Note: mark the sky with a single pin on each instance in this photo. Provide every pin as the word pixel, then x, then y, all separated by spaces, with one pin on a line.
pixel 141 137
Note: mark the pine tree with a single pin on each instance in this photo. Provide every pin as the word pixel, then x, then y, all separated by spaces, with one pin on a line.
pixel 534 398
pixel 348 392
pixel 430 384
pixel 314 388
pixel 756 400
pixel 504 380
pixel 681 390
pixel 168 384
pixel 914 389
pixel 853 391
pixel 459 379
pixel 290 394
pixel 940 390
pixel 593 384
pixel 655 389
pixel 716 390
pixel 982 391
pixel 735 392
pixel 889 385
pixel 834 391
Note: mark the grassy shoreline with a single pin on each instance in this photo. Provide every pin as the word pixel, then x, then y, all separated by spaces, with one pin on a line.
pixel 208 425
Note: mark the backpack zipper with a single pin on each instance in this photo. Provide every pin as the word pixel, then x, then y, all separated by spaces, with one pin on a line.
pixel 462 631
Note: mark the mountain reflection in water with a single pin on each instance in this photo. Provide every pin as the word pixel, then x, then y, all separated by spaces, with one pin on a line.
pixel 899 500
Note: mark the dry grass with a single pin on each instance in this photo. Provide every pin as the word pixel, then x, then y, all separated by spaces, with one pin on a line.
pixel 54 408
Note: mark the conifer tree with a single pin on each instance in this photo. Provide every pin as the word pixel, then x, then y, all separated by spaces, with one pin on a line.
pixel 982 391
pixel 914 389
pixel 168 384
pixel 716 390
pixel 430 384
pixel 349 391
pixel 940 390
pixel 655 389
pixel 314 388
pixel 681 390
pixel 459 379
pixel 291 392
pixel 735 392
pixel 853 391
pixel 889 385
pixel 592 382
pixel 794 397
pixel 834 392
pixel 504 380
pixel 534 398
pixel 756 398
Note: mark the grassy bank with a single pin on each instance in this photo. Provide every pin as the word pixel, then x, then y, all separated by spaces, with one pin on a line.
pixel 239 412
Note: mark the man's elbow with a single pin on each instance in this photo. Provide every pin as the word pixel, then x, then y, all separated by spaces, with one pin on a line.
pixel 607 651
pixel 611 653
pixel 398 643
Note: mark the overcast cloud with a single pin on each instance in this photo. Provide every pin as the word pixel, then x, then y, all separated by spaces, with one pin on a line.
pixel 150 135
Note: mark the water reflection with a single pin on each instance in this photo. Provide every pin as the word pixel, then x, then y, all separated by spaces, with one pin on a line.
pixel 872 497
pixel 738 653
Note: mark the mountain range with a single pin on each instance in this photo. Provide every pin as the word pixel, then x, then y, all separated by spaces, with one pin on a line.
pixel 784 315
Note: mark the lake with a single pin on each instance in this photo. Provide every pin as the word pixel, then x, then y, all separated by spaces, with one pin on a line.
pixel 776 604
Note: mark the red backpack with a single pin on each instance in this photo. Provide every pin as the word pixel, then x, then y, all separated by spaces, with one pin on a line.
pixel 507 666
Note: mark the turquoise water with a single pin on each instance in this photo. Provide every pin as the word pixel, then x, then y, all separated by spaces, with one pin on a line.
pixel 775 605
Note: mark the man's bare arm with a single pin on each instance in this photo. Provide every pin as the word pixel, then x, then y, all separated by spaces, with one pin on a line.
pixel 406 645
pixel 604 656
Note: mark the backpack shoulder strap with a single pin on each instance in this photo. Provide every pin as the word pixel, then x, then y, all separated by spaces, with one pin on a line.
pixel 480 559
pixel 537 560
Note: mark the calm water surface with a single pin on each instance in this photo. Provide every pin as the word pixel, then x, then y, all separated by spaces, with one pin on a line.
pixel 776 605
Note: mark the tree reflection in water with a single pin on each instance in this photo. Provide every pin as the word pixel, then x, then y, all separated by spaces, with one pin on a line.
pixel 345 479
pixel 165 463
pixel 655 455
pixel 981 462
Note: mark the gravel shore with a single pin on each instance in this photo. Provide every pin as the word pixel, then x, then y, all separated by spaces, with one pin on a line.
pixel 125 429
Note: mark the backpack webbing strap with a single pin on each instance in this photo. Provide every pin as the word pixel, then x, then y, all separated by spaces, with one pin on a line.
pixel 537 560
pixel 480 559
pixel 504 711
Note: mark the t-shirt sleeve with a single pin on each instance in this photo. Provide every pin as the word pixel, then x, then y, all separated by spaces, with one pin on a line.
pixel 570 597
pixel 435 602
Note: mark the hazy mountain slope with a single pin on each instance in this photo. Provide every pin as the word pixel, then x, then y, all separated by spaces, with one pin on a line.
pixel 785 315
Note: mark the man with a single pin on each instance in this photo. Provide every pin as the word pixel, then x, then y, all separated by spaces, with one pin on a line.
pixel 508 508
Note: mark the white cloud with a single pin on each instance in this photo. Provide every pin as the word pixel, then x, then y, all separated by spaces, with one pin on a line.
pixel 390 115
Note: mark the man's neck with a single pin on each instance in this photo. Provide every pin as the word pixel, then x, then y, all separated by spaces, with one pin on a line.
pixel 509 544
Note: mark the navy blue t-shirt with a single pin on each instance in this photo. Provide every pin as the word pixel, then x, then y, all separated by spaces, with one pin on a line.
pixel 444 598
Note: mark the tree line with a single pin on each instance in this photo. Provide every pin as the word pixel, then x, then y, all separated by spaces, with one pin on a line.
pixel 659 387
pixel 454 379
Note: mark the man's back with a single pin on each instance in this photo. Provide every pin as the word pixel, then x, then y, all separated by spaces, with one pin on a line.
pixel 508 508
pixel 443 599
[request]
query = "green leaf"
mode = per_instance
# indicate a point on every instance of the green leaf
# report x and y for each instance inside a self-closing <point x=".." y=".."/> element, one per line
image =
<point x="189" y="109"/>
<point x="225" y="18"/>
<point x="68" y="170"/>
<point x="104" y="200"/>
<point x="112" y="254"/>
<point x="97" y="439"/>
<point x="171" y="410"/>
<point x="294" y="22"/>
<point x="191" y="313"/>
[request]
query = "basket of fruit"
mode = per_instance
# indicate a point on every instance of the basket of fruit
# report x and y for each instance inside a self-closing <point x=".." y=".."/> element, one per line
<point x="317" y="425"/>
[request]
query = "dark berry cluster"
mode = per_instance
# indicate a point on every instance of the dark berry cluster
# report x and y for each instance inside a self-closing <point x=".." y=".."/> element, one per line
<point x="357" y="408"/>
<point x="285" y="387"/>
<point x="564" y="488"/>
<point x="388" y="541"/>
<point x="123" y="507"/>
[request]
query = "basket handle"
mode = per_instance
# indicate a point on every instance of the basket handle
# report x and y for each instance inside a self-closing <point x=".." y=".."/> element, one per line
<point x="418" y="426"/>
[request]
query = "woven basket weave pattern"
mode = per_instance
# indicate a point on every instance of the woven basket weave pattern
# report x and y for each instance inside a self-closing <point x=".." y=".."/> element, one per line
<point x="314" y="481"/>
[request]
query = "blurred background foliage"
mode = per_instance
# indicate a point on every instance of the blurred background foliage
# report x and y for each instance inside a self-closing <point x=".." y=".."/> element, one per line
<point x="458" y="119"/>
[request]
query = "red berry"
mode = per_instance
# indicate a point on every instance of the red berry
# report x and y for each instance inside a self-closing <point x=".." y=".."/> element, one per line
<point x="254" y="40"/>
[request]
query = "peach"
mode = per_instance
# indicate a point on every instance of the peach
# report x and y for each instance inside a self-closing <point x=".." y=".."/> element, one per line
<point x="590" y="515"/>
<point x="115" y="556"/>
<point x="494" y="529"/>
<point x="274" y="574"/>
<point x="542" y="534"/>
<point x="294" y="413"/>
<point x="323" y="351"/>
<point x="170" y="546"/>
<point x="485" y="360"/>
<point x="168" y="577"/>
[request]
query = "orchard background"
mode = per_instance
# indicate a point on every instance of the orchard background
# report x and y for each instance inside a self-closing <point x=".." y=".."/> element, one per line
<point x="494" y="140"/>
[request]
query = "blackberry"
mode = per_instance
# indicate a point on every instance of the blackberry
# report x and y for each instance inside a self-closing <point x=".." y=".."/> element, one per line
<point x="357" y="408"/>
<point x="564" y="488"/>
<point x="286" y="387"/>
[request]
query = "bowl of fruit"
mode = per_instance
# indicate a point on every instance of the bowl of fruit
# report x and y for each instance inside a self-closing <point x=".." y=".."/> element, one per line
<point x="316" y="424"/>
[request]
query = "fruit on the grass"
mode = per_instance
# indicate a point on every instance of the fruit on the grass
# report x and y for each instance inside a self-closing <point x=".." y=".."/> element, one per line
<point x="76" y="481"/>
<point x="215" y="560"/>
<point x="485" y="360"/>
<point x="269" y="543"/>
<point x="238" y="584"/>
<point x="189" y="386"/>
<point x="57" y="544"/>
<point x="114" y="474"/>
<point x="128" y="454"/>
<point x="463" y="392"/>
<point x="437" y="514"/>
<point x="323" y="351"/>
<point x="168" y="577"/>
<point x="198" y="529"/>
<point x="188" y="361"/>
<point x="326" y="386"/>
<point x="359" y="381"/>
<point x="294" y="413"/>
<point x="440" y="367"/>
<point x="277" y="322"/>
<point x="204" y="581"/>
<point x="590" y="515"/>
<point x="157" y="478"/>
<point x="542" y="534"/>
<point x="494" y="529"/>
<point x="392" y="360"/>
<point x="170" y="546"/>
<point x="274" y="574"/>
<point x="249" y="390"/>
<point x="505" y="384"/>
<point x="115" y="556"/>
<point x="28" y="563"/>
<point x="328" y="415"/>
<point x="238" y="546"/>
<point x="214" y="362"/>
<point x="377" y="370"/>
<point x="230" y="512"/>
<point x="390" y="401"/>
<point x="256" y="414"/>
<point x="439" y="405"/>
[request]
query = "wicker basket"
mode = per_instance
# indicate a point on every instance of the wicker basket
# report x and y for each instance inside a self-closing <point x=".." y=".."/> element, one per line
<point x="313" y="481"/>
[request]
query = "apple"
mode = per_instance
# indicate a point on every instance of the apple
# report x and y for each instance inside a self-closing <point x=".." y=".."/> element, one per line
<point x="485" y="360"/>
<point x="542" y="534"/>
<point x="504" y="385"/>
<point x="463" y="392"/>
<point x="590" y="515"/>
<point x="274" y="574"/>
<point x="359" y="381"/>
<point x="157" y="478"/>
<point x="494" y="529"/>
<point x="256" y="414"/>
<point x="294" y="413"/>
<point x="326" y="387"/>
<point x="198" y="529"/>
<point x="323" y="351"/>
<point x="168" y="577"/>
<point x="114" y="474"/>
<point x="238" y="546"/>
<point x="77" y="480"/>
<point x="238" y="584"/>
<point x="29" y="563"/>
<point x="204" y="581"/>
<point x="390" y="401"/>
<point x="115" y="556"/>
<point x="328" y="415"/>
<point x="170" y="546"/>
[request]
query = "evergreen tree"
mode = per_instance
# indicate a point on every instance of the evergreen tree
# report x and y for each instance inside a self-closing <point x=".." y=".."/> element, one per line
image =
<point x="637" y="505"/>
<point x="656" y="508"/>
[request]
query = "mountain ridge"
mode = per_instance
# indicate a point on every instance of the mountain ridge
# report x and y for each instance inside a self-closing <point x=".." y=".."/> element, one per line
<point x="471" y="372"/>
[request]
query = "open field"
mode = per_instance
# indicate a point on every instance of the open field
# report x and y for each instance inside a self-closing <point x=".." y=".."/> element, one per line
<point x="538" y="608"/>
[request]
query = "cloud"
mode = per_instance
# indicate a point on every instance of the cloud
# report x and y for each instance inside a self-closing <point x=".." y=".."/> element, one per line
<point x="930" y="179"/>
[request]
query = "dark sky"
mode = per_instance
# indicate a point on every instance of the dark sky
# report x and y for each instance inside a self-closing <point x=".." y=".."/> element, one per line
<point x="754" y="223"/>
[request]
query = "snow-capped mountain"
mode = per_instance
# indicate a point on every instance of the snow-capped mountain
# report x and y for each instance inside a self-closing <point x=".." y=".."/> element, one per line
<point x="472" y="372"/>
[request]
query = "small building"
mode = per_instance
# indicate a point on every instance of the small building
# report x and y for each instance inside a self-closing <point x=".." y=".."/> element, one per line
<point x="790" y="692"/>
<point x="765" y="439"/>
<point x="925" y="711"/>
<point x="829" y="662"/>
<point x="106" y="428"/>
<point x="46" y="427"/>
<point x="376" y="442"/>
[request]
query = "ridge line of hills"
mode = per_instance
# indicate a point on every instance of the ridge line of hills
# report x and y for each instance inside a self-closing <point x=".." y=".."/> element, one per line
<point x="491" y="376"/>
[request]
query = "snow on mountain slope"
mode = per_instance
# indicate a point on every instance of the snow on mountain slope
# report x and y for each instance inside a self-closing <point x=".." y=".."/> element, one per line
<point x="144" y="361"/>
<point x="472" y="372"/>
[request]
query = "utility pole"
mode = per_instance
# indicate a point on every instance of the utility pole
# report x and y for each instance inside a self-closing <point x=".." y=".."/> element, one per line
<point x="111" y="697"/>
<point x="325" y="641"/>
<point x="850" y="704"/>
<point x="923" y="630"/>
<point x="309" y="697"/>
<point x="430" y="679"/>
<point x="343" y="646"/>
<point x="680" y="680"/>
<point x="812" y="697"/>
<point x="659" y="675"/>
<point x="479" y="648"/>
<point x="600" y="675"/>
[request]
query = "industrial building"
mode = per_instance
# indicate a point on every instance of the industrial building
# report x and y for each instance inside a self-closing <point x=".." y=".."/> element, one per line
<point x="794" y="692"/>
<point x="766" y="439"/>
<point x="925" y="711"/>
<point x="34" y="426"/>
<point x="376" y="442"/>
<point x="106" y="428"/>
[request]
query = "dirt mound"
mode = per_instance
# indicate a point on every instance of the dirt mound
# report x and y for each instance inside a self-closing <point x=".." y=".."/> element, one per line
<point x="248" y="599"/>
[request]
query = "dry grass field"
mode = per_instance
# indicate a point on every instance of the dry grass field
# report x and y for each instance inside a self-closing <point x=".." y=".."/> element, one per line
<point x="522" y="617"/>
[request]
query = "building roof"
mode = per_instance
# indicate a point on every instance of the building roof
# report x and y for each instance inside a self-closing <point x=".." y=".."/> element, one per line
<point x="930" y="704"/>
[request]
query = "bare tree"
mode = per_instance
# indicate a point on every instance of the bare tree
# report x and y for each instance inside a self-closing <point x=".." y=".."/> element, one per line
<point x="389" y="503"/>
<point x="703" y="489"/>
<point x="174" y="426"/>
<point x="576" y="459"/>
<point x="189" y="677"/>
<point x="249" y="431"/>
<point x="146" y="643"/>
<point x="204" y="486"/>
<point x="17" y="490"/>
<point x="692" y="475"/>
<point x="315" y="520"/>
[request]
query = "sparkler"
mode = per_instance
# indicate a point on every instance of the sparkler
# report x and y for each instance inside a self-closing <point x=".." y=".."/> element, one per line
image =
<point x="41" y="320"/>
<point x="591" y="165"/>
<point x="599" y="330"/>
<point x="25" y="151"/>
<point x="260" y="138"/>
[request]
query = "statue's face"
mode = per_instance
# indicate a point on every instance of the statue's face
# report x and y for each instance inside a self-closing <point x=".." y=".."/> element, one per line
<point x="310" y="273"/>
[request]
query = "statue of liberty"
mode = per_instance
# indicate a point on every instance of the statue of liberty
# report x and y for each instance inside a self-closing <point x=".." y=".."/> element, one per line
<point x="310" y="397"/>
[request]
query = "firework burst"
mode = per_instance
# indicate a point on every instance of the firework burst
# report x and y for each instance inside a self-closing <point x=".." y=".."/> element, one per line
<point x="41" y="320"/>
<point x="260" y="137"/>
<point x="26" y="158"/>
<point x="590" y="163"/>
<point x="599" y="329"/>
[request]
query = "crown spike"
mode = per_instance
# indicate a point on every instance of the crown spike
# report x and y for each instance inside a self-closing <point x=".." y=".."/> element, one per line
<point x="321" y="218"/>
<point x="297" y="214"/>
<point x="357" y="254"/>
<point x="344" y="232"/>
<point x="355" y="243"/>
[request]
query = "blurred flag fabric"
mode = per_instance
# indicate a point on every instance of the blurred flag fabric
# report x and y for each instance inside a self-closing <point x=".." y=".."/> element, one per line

+---+

Requirement
Please copy every line from the entries that includes the word "small".

Your response
query = "small building"
# indicate a point on every instance of the small building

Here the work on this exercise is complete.